_BRIEF_. Across the material that follows, tally each line in which "cloudy" occurs, and state the total alone.

*** EXTRACTED RECORDS ***

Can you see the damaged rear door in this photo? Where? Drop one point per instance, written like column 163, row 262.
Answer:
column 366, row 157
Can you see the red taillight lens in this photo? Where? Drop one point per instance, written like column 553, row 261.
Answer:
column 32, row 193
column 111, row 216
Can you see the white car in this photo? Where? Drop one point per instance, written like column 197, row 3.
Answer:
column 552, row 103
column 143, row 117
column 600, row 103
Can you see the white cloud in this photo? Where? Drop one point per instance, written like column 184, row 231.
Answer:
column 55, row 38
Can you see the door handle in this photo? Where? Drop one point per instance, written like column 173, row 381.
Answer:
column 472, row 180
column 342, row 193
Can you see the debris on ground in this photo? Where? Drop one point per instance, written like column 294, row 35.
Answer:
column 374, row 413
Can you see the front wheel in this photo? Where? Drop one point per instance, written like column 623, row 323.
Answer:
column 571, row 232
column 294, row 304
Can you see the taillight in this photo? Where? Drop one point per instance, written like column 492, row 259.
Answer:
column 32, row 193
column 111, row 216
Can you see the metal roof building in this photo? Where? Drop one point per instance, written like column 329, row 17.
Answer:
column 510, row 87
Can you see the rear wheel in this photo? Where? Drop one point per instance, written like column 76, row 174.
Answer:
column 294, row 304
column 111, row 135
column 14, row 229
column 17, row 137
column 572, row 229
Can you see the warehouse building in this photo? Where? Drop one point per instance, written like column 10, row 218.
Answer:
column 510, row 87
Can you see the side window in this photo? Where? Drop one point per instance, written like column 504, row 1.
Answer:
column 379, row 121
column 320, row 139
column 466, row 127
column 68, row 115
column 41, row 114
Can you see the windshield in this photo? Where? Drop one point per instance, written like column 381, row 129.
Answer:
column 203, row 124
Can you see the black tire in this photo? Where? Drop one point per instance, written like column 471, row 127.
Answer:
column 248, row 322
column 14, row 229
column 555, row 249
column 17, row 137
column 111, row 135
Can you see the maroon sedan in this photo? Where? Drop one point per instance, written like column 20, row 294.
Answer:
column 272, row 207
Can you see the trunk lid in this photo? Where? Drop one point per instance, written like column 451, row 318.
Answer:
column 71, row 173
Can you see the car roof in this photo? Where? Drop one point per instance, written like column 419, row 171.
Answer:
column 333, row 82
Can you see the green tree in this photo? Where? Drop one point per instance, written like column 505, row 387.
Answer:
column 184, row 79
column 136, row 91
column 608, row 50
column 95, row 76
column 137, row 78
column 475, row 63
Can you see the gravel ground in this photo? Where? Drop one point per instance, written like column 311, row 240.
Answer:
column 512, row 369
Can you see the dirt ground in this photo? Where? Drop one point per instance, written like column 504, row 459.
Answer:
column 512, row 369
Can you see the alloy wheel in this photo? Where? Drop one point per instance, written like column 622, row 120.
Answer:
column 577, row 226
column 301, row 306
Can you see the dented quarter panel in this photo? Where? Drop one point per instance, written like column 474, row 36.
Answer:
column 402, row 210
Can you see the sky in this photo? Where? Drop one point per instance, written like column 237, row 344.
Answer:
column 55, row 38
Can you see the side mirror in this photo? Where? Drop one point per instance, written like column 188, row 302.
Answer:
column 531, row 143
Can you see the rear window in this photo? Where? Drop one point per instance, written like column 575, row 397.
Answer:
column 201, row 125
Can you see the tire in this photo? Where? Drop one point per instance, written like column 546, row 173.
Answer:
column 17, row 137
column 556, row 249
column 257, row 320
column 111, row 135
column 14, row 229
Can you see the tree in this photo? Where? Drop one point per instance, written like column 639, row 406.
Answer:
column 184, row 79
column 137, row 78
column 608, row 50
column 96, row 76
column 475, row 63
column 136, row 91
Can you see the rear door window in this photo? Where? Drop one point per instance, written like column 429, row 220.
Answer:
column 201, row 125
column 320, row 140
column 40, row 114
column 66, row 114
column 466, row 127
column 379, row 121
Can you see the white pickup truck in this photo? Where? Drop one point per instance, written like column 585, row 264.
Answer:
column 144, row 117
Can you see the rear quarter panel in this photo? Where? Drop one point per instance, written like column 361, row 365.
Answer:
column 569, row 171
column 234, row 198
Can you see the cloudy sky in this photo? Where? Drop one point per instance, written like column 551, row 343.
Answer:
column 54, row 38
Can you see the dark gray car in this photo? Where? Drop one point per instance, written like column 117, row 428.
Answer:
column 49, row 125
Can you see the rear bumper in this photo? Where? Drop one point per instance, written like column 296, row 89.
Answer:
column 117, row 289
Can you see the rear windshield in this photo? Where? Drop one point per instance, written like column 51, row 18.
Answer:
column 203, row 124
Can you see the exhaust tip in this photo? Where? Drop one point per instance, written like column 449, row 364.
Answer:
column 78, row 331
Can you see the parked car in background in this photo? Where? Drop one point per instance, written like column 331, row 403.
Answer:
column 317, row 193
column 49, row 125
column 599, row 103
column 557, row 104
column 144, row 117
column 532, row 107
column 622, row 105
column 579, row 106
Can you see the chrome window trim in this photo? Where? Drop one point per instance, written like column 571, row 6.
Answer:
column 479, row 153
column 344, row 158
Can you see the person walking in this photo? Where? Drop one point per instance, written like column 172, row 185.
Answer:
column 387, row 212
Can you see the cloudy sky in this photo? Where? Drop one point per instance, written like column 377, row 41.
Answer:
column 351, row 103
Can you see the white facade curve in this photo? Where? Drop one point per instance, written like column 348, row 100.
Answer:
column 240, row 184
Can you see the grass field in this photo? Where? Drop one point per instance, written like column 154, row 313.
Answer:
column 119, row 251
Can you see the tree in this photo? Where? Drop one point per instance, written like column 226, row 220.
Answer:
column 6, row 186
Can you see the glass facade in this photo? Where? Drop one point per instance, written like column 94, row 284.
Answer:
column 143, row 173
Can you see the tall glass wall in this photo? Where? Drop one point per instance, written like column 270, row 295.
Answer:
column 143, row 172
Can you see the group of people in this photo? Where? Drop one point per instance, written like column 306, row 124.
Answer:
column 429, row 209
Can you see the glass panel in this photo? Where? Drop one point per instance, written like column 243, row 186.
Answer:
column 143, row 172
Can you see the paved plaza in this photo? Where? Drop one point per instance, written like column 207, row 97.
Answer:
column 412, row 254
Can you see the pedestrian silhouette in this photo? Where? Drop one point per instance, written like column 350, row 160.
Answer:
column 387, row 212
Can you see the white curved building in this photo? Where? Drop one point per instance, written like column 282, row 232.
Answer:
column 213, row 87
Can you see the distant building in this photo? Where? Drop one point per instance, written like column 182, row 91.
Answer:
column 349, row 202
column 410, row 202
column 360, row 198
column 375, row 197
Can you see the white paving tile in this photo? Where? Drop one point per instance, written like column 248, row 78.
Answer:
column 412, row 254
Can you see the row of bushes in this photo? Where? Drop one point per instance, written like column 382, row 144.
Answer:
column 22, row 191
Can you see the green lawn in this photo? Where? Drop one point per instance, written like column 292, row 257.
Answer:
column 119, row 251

*** End of EXTRACTED RECORDS ***
*** EXTRACTED RECORDS ***

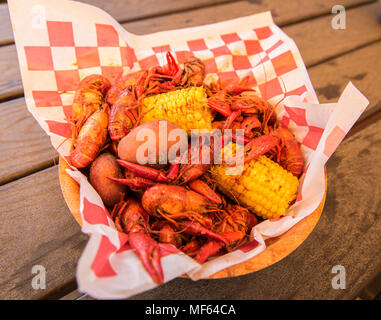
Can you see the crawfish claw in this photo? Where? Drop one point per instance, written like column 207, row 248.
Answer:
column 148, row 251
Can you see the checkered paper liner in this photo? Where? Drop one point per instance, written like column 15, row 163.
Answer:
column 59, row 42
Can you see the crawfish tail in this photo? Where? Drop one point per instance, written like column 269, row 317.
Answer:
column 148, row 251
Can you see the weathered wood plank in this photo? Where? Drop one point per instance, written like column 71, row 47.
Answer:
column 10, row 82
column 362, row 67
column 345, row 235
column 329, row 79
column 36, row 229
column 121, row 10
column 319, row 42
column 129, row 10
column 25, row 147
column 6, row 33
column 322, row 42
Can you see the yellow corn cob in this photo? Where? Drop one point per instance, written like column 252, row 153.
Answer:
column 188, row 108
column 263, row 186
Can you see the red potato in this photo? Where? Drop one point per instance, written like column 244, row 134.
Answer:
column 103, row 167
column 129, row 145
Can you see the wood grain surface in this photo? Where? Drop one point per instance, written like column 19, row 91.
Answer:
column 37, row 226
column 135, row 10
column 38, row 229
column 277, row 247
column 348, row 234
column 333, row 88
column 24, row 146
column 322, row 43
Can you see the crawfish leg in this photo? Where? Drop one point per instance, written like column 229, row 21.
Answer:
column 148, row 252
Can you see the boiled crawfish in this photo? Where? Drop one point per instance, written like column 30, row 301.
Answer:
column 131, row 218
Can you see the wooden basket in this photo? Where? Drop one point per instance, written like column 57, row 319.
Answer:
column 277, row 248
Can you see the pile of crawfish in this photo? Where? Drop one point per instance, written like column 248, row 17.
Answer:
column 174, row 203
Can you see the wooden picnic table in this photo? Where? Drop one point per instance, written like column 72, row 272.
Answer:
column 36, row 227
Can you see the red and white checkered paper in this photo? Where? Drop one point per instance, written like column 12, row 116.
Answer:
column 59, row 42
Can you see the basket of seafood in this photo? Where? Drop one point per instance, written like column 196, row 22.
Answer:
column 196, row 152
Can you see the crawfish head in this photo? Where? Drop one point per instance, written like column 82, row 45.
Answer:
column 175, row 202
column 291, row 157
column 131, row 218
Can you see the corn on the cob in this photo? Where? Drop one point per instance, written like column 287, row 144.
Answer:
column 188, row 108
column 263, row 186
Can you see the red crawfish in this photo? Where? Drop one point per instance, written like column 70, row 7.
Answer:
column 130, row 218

*** End of EXTRACTED RECORDS ***

_REPLY_. 2